* _The exercise_: Could you pull out every line of the items below that contains the word "eyebrow" and copy each one in full?

* _Records for this task_:
---------------

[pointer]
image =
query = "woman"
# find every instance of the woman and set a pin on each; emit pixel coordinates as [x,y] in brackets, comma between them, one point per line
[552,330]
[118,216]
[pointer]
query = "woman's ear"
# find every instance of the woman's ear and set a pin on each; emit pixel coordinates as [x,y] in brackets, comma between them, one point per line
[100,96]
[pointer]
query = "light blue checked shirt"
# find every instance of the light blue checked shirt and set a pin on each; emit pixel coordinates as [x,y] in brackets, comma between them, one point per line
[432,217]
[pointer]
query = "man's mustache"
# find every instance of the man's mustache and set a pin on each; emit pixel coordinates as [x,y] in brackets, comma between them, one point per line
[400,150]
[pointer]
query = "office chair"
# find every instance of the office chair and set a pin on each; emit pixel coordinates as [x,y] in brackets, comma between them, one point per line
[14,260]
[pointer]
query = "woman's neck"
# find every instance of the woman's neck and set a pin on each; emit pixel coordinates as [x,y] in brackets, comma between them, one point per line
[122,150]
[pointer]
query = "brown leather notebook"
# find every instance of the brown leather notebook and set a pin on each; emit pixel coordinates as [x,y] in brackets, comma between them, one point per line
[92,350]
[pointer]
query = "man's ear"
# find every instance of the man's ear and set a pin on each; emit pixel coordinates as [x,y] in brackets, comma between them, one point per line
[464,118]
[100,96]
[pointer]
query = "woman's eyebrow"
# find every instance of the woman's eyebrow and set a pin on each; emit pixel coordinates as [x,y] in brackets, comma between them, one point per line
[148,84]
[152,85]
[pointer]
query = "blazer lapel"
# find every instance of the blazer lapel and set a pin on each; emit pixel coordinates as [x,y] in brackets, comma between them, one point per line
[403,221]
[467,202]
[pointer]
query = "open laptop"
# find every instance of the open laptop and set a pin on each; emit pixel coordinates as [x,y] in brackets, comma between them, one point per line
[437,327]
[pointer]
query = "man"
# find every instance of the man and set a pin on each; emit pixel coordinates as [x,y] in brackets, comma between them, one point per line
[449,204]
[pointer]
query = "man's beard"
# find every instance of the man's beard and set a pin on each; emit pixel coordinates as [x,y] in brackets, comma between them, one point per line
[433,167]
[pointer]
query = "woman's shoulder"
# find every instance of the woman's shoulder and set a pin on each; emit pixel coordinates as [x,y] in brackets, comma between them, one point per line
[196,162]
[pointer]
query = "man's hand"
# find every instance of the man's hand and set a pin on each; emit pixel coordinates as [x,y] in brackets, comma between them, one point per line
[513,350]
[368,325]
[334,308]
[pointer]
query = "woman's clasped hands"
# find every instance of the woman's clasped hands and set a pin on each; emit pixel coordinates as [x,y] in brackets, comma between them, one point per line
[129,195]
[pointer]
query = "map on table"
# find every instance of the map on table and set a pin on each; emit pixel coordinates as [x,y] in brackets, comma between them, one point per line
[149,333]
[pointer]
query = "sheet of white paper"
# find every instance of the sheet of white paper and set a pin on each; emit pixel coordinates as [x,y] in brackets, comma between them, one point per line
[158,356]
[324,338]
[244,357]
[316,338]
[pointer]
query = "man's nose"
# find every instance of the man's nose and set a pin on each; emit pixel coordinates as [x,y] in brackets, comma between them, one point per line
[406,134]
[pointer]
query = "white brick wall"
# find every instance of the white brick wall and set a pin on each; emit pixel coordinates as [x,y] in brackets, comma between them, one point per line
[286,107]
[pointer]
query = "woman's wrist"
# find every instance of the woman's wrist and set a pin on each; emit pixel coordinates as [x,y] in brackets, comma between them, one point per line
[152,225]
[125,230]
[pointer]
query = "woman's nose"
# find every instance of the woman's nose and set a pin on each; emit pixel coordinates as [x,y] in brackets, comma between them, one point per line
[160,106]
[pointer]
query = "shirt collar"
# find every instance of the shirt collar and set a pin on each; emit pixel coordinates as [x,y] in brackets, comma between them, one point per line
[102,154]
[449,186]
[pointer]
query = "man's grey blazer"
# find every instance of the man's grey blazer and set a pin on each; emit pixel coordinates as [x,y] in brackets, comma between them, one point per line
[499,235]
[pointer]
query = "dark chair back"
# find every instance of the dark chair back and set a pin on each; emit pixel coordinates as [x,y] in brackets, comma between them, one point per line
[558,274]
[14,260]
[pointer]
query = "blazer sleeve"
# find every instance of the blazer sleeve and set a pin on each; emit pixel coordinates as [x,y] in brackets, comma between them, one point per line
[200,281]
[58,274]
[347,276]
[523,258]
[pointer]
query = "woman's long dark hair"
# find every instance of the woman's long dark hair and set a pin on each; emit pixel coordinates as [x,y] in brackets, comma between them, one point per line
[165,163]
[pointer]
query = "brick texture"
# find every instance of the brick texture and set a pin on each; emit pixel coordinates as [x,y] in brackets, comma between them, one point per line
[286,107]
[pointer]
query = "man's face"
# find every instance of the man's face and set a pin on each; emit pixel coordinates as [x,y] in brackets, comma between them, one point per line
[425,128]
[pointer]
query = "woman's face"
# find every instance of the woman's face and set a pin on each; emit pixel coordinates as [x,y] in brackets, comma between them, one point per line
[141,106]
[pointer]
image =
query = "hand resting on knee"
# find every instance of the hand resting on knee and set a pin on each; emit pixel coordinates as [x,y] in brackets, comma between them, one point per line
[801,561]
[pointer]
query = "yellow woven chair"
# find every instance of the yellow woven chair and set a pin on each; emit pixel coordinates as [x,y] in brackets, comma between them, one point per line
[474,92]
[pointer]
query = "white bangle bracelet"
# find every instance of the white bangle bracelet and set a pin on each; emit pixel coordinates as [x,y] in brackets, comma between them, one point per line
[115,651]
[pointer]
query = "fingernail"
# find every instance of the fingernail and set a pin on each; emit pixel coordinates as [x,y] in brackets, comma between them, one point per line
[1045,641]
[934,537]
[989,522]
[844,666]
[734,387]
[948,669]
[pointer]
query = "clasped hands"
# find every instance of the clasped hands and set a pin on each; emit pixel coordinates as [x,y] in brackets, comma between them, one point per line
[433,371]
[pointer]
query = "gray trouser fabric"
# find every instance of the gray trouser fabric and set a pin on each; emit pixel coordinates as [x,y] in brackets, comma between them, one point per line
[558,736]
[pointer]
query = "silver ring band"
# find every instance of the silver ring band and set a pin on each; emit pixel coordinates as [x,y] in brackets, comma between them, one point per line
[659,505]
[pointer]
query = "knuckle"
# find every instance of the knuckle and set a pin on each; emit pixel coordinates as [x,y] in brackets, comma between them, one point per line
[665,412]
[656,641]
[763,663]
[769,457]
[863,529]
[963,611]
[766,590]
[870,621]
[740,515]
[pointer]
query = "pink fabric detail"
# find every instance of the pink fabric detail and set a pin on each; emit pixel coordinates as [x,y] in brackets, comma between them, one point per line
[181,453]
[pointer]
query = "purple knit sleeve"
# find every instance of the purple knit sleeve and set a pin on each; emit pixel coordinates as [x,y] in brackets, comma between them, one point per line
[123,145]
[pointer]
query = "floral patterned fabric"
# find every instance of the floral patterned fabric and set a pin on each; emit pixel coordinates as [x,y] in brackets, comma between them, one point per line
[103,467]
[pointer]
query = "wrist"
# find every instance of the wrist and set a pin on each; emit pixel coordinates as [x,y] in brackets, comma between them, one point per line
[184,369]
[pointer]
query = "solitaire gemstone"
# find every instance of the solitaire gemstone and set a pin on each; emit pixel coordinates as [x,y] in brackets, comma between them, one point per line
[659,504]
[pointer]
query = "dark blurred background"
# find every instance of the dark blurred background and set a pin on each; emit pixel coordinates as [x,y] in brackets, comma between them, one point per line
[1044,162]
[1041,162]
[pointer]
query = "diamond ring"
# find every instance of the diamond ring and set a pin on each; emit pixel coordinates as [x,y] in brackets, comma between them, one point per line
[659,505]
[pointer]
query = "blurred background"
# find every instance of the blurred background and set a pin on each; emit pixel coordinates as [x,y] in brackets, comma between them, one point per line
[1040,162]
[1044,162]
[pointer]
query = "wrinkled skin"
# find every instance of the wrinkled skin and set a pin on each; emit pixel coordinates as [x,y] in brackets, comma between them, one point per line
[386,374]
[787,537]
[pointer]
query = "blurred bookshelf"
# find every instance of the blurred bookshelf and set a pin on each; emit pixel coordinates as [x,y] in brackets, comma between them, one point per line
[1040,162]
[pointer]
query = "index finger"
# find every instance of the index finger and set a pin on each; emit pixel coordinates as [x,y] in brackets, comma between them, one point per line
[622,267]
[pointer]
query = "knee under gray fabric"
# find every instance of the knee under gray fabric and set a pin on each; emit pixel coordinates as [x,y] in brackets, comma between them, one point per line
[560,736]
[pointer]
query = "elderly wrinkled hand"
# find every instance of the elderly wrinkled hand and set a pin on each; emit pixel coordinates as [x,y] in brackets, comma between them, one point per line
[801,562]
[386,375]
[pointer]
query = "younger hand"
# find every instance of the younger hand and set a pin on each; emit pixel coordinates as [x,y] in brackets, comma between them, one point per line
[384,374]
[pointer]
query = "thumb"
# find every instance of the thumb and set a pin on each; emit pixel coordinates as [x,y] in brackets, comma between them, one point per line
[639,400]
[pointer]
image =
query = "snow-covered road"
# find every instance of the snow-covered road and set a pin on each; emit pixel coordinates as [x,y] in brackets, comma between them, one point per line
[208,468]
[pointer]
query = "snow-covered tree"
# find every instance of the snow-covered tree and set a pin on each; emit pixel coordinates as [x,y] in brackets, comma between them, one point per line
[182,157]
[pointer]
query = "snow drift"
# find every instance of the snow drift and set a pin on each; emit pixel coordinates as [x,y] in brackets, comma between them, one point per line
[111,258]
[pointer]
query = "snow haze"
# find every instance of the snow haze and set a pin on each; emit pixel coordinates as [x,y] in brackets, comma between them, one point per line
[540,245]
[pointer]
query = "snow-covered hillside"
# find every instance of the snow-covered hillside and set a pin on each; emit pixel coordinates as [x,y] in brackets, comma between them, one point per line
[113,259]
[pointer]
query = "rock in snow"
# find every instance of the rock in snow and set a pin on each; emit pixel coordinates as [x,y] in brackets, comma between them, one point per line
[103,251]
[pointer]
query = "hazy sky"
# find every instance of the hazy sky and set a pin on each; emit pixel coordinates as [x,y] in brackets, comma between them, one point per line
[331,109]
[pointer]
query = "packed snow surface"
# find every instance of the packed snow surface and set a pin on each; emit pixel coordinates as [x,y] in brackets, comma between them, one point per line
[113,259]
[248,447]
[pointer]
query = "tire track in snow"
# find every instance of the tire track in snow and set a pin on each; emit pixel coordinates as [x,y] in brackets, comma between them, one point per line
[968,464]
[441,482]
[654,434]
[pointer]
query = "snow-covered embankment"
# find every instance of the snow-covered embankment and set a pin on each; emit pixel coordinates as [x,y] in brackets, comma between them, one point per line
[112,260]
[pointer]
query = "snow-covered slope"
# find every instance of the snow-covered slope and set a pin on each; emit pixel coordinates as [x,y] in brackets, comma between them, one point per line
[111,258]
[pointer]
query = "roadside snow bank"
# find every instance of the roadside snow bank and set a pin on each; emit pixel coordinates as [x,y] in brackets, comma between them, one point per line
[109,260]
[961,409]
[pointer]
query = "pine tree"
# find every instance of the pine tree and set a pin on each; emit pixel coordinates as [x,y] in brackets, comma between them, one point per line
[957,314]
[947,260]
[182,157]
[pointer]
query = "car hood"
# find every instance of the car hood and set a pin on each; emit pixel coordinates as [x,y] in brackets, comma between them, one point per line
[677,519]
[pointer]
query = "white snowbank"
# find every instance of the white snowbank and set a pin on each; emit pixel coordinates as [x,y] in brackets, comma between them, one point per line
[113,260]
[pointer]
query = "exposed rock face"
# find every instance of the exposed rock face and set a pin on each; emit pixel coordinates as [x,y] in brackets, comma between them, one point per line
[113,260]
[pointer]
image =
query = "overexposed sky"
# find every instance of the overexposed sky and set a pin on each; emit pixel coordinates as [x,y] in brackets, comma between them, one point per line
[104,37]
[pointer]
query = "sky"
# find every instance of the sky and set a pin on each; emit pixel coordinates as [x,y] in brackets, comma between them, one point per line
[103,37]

---------------

* _The output_:
query = "woman's eyebrow"
# find every instance of the woman's eyebrow and set a pin on each; emit pixel coordinates as [x,y] in brackets, comma between them, one point per line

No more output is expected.